■ **Problem details**:
The answer should be an exact repeat of the stretch of material below from the line containing "Target: girl in gray coat" through the line containing "Target: beige wall".

■ **Supplied records**:
========================================

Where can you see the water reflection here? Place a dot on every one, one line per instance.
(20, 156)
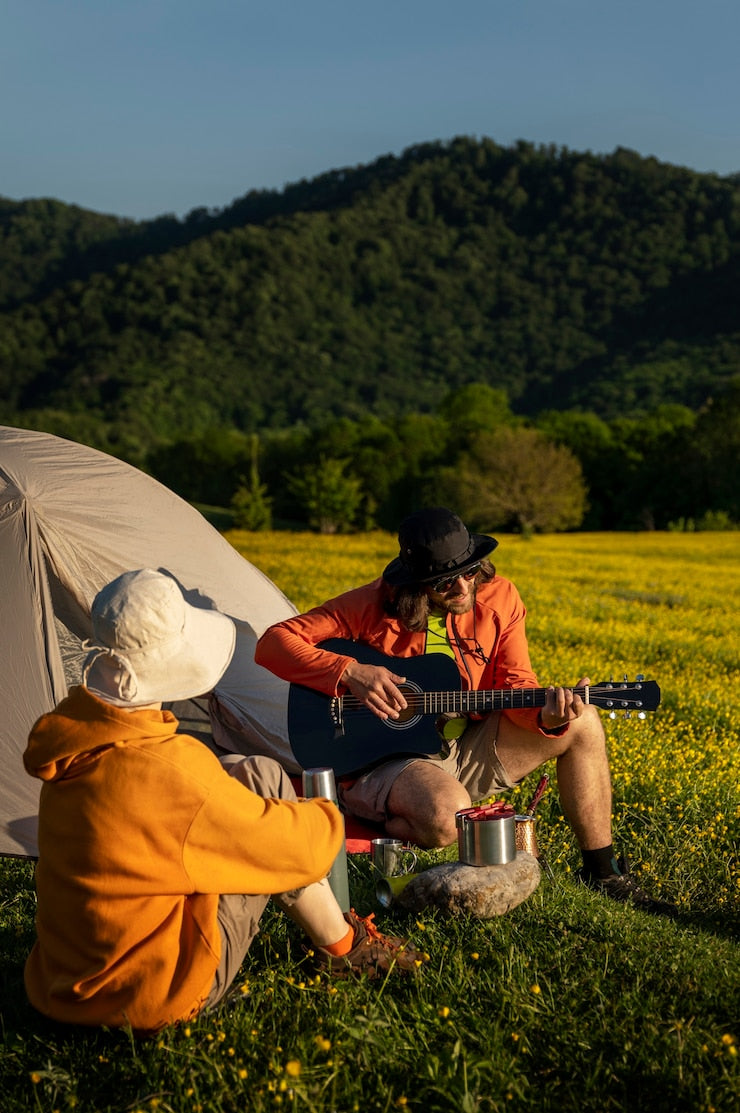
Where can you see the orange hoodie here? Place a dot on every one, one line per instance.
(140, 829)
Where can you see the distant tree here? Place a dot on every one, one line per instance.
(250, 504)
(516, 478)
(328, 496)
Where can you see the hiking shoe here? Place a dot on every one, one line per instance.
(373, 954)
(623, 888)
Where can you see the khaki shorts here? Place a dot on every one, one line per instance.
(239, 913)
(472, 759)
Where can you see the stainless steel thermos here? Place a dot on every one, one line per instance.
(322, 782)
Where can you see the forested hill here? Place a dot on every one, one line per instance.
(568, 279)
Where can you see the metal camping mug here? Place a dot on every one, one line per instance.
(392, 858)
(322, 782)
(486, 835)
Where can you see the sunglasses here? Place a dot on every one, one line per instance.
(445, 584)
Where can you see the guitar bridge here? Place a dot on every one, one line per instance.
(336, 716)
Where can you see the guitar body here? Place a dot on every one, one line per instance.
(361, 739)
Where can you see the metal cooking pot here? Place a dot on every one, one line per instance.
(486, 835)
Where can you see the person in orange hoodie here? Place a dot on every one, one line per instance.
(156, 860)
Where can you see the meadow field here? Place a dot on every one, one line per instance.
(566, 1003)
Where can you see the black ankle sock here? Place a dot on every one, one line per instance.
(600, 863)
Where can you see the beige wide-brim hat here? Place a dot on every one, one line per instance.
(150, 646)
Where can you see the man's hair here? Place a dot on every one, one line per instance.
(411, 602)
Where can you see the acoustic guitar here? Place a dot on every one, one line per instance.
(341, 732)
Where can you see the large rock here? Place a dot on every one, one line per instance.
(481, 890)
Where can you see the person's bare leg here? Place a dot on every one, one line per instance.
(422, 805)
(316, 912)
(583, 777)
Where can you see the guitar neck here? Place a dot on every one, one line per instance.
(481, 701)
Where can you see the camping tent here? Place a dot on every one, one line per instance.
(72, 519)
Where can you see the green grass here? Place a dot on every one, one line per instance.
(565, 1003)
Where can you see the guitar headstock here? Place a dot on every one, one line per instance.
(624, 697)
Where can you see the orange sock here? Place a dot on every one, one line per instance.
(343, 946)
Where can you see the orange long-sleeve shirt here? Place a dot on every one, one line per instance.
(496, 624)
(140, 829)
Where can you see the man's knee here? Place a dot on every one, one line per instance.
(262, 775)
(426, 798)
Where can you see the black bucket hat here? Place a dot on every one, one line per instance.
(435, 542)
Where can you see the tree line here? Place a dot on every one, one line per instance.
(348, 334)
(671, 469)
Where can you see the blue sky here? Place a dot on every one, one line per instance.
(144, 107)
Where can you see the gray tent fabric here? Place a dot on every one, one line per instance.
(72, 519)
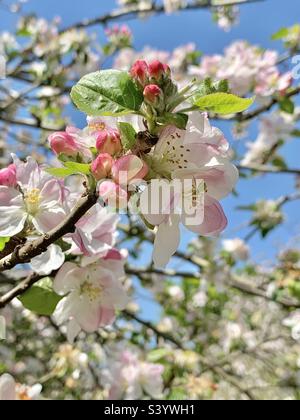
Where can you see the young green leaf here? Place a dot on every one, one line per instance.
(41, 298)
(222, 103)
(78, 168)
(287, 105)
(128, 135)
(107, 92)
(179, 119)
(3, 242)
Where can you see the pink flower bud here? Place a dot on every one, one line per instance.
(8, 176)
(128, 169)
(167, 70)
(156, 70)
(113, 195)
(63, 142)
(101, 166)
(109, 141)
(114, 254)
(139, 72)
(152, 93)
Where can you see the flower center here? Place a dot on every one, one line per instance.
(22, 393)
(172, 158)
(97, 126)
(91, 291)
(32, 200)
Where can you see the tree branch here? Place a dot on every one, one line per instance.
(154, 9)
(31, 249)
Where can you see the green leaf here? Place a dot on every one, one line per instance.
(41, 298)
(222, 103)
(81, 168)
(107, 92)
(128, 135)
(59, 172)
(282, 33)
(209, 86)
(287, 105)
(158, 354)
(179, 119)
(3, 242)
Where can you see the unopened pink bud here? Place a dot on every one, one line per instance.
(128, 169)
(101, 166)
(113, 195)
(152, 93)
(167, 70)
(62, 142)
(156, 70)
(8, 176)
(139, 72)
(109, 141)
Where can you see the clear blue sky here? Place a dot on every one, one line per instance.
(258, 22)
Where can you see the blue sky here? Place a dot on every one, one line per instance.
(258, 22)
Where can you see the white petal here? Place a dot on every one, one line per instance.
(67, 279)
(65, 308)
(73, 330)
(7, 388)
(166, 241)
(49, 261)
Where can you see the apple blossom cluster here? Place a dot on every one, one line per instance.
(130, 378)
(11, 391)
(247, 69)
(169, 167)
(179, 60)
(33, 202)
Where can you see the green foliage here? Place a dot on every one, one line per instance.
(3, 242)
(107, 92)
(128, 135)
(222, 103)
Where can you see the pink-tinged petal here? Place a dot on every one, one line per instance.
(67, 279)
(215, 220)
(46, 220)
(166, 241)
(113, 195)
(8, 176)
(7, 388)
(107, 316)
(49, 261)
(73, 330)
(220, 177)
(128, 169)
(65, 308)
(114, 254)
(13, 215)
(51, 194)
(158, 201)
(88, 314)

========================================

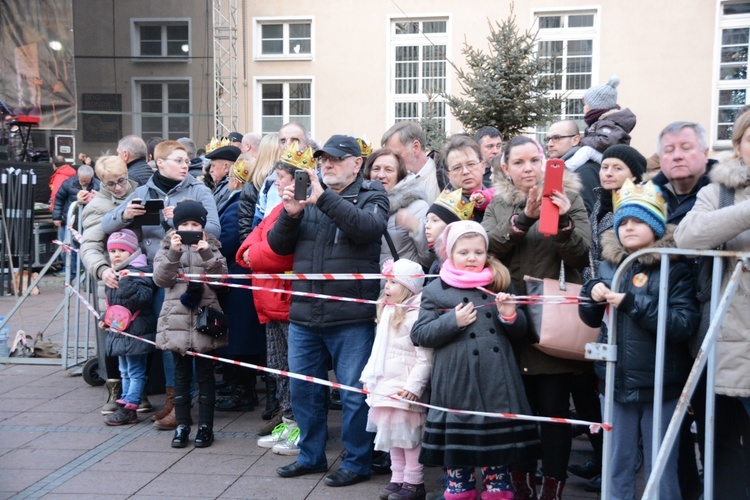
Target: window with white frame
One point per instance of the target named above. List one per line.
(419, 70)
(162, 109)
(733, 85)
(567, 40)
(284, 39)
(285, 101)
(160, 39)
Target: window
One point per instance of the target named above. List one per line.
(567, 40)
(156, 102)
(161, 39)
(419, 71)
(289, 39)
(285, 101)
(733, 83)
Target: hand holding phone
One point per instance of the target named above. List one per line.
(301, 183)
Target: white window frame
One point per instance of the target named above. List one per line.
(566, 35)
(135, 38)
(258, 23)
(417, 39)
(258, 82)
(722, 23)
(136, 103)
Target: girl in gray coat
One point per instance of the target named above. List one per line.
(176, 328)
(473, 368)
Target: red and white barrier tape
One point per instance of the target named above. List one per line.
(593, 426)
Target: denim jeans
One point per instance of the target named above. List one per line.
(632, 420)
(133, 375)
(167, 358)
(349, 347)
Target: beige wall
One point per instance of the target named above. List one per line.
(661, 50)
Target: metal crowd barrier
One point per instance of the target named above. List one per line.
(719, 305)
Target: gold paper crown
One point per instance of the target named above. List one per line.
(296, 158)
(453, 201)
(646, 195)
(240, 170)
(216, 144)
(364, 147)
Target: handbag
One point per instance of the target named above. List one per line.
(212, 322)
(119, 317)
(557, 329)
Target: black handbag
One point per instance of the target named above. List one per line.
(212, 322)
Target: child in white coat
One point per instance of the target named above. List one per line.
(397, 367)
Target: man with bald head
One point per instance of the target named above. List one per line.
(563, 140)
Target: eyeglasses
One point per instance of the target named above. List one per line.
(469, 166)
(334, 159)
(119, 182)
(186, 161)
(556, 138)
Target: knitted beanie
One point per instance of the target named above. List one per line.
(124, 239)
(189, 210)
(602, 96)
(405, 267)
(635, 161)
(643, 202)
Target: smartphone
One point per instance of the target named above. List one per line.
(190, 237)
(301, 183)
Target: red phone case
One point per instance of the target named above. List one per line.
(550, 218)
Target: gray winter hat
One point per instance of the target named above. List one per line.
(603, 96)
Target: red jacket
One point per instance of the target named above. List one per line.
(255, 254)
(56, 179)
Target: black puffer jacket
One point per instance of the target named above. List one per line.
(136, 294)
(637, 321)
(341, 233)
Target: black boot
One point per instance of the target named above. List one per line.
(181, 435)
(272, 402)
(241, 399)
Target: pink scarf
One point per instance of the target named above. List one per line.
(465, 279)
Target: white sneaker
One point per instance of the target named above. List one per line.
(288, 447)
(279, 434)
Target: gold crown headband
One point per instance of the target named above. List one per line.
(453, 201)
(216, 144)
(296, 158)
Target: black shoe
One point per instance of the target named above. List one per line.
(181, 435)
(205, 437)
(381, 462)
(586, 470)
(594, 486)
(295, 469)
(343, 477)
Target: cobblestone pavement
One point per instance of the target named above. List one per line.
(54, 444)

========================================

■ **Your solution**:
Target: girl in gray coat
One point per instance of the target named above. List one per line.
(176, 328)
(473, 368)
Target: red and white barrier tape
One point per instance of the target named above. List one per line.
(593, 426)
Target: denim jeans
One point per instance of the target named above. List one per line.
(632, 420)
(133, 375)
(167, 358)
(349, 347)
Target: beige wall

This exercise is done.